WORK REQUIRED |
Where a line below includes the word "above", copy that line.

---------- RECORDS SUPPLIED

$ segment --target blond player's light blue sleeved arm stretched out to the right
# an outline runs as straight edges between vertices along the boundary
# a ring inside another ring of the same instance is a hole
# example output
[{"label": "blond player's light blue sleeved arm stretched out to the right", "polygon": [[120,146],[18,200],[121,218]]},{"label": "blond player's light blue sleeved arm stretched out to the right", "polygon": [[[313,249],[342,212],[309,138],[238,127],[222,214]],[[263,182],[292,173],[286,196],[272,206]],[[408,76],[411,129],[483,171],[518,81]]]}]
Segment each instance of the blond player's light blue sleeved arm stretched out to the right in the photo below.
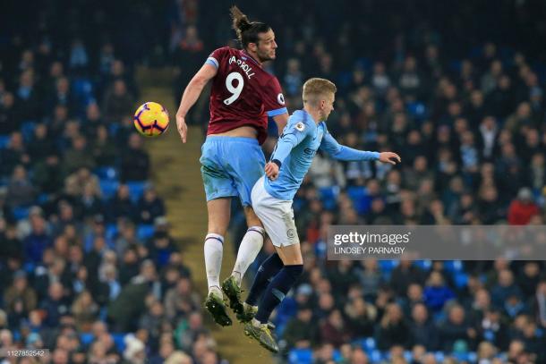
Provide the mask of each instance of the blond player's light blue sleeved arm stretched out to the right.
[{"label": "blond player's light blue sleeved arm stretched out to the right", "polygon": [[382,163],[390,163],[391,165],[396,165],[401,162],[400,157],[393,152],[369,152],[342,146],[329,132],[324,134],[322,142],[320,143],[320,149],[326,151],[330,156],[338,160],[379,160]]}]

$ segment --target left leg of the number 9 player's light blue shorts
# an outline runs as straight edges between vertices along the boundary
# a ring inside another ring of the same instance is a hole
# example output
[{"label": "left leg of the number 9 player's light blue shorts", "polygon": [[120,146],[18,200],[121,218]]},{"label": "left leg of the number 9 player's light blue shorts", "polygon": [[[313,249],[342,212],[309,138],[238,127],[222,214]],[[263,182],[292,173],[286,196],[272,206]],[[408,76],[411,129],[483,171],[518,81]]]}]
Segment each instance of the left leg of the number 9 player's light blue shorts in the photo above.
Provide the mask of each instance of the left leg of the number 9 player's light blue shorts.
[{"label": "left leg of the number 9 player's light blue shorts", "polygon": [[238,194],[233,177],[222,164],[222,153],[222,146],[216,140],[206,140],[201,147],[200,171],[207,201]]}]

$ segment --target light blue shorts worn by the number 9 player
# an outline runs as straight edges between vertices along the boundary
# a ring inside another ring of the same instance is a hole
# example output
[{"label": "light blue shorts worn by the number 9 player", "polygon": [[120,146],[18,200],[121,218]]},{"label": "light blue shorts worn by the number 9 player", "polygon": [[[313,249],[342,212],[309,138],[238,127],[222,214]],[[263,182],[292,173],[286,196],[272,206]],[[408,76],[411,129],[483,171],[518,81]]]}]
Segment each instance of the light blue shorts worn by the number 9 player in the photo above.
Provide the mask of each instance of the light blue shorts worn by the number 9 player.
[{"label": "light blue shorts worn by the number 9 player", "polygon": [[239,196],[243,206],[251,206],[252,187],[264,174],[265,163],[258,140],[207,137],[200,157],[207,201]]}]

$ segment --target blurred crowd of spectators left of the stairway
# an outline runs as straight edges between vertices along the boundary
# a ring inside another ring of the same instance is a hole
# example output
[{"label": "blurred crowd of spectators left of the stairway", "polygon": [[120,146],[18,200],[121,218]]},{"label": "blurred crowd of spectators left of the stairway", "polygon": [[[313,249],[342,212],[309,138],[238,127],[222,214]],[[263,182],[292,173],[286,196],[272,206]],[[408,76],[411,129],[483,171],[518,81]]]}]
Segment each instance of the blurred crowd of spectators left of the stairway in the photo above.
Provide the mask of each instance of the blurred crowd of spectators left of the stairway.
[{"label": "blurred crowd of spectators left of the stairway", "polygon": [[0,361],[36,348],[55,364],[219,363],[133,127],[133,11],[97,4],[4,9]]}]

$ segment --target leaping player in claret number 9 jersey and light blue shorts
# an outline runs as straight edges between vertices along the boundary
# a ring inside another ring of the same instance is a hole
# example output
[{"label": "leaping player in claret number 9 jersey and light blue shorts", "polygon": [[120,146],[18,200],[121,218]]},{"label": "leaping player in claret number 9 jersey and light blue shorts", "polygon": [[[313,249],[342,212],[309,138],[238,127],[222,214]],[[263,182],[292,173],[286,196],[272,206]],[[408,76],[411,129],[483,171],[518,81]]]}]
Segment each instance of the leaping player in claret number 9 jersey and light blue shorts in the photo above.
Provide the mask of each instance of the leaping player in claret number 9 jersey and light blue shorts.
[{"label": "leaping player in claret number 9 jersey and light blue shorts", "polygon": [[[231,15],[243,49],[222,47],[212,52],[184,90],[176,113],[176,126],[185,142],[186,114],[212,80],[209,130],[200,157],[209,212],[204,244],[209,283],[205,307],[221,326],[232,324],[222,290],[235,313],[242,315],[241,279],[263,245],[265,233],[252,210],[251,191],[264,174],[265,157],[260,145],[267,137],[268,117],[277,123],[279,131],[288,120],[280,84],[262,68],[263,62],[275,59],[275,33],[263,22],[249,21],[236,6],[231,8]],[[220,288],[224,236],[234,197],[241,199],[248,231],[241,242],[233,273]]]}]

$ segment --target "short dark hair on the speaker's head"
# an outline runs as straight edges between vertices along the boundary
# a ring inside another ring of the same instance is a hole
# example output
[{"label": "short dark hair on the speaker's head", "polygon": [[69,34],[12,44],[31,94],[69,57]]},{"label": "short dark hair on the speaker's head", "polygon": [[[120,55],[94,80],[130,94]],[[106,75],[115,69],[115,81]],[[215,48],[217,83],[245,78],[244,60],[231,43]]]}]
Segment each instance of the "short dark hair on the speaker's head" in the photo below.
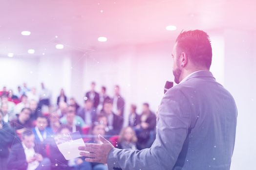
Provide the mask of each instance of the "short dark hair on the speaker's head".
[{"label": "short dark hair on the speaker's head", "polygon": [[198,66],[210,69],[212,64],[212,46],[209,35],[201,30],[184,31],[176,39],[177,55],[185,52]]}]

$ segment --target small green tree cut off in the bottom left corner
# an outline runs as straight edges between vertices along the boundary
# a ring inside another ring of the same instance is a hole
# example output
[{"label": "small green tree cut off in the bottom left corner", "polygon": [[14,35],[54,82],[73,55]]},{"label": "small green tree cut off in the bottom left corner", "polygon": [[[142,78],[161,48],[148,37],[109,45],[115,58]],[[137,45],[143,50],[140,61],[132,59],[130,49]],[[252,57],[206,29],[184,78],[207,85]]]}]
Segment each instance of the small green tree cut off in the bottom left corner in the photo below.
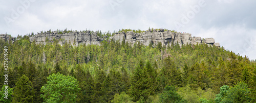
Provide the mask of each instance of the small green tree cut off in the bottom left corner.
[{"label": "small green tree cut off in the bottom left corner", "polygon": [[[12,101],[12,93],[13,93],[13,88],[10,88],[9,86],[6,88],[8,85],[3,85],[1,91],[0,91],[0,102],[11,102]],[[8,90],[6,90],[8,89]],[[7,96],[8,95],[8,96]]]}]

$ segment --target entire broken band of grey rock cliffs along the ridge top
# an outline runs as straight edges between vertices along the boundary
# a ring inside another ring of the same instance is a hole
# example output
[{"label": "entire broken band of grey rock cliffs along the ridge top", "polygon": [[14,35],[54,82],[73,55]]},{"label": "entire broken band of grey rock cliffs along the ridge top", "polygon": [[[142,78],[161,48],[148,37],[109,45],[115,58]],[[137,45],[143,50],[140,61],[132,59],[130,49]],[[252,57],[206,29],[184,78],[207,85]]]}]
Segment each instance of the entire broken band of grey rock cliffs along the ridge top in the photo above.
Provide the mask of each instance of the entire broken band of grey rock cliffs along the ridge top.
[{"label": "entire broken band of grey rock cliffs along the ridge top", "polygon": [[[35,42],[36,44],[42,43],[46,44],[47,42],[58,41],[60,45],[65,43],[71,43],[72,45],[78,46],[79,44],[86,45],[100,45],[100,42],[104,40],[104,38],[100,38],[97,36],[97,32],[90,32],[89,30],[86,32],[69,32],[63,34],[57,34],[56,32],[51,33],[39,33],[35,36],[30,36],[30,42]],[[14,42],[15,38],[12,38],[8,35],[0,35],[0,38],[3,38],[5,41],[11,40]],[[220,47],[219,43],[215,43],[213,38],[201,39],[201,37],[191,37],[190,33],[182,33],[182,32],[172,32],[172,31],[164,31],[164,29],[148,29],[145,32],[135,33],[133,31],[127,32],[116,32],[114,36],[110,37],[115,41],[120,40],[131,43],[132,45],[140,42],[145,46],[153,44],[161,43],[163,46],[167,46],[171,43],[178,43],[178,45],[183,44],[201,44],[205,43],[208,45],[215,45]]]}]

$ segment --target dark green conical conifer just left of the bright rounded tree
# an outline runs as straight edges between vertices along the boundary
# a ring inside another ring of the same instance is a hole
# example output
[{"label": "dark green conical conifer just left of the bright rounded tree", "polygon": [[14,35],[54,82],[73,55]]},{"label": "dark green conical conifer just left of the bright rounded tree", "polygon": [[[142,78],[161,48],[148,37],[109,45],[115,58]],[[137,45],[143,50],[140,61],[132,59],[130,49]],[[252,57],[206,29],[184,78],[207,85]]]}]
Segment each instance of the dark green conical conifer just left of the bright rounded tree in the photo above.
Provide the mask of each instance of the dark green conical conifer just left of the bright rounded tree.
[{"label": "dark green conical conifer just left of the bright rounded tree", "polygon": [[34,102],[34,93],[31,81],[23,75],[14,87],[12,102]]}]

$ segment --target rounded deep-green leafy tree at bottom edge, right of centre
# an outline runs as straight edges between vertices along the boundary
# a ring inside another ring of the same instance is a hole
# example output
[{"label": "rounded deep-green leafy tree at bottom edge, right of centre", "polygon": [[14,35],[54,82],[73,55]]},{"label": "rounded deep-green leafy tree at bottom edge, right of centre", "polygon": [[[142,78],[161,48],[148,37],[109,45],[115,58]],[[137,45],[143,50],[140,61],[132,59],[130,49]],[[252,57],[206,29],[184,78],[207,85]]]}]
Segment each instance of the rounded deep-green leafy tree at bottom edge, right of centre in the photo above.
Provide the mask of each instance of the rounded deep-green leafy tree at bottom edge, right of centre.
[{"label": "rounded deep-green leafy tree at bottom edge, right of centre", "polygon": [[175,87],[166,86],[164,91],[160,94],[161,102],[187,102],[178,93]]}]

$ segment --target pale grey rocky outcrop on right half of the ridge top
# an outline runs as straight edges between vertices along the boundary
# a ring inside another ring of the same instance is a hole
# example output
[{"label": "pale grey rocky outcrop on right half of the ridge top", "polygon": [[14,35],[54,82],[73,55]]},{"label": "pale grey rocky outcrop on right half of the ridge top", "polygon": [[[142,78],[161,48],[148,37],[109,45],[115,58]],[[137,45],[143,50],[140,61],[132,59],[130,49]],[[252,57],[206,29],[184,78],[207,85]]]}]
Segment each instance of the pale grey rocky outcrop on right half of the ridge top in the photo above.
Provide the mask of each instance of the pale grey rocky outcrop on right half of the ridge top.
[{"label": "pale grey rocky outcrop on right half of the ridge top", "polygon": [[172,31],[164,31],[160,30],[146,30],[142,33],[134,33],[133,31],[127,32],[117,32],[116,35],[111,37],[113,40],[123,40],[125,42],[129,42],[132,45],[136,42],[140,42],[145,46],[148,46],[150,43],[158,44],[161,43],[164,46],[167,46],[169,43],[178,43],[178,45],[182,44],[201,44],[206,43],[209,45],[220,46],[219,43],[215,43],[213,38],[206,38],[204,40],[201,37],[191,37],[190,33],[181,33],[181,32],[172,32]]}]

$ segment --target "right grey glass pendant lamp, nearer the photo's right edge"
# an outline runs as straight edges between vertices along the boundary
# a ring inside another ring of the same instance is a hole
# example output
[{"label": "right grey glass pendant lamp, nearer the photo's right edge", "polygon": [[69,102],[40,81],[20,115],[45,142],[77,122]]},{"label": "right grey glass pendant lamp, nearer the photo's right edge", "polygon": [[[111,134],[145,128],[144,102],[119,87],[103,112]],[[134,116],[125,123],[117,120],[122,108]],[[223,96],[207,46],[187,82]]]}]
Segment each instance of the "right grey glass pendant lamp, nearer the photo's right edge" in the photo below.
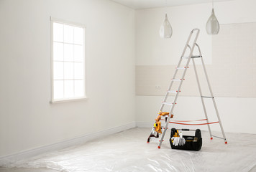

--------------------

ANSWER BELOW |
Segment each instance of the left leg of the number 9 player's light blue shorts in the photo above.
Segment each instance of the light blue shorts worn by the number 9 player in the photo above.
Segment each instance of the blurred crowd of spectators left of the stairway in the photo above.
Segment each instance of the leaping player in claret number 9 jersey and light blue shorts in the photo above.
Segment each instance of the entire broken band of grey rock cliffs along the ridge top in the photo above.
Segment each instance of the dark green conical conifer just left of the bright rounded tree in the photo above.
Segment each instance of the rounded deep-green leafy tree at bottom edge, right of centre in the photo above.
Segment each instance of the pale grey rocky outcrop on right half of the ridge top in the photo above.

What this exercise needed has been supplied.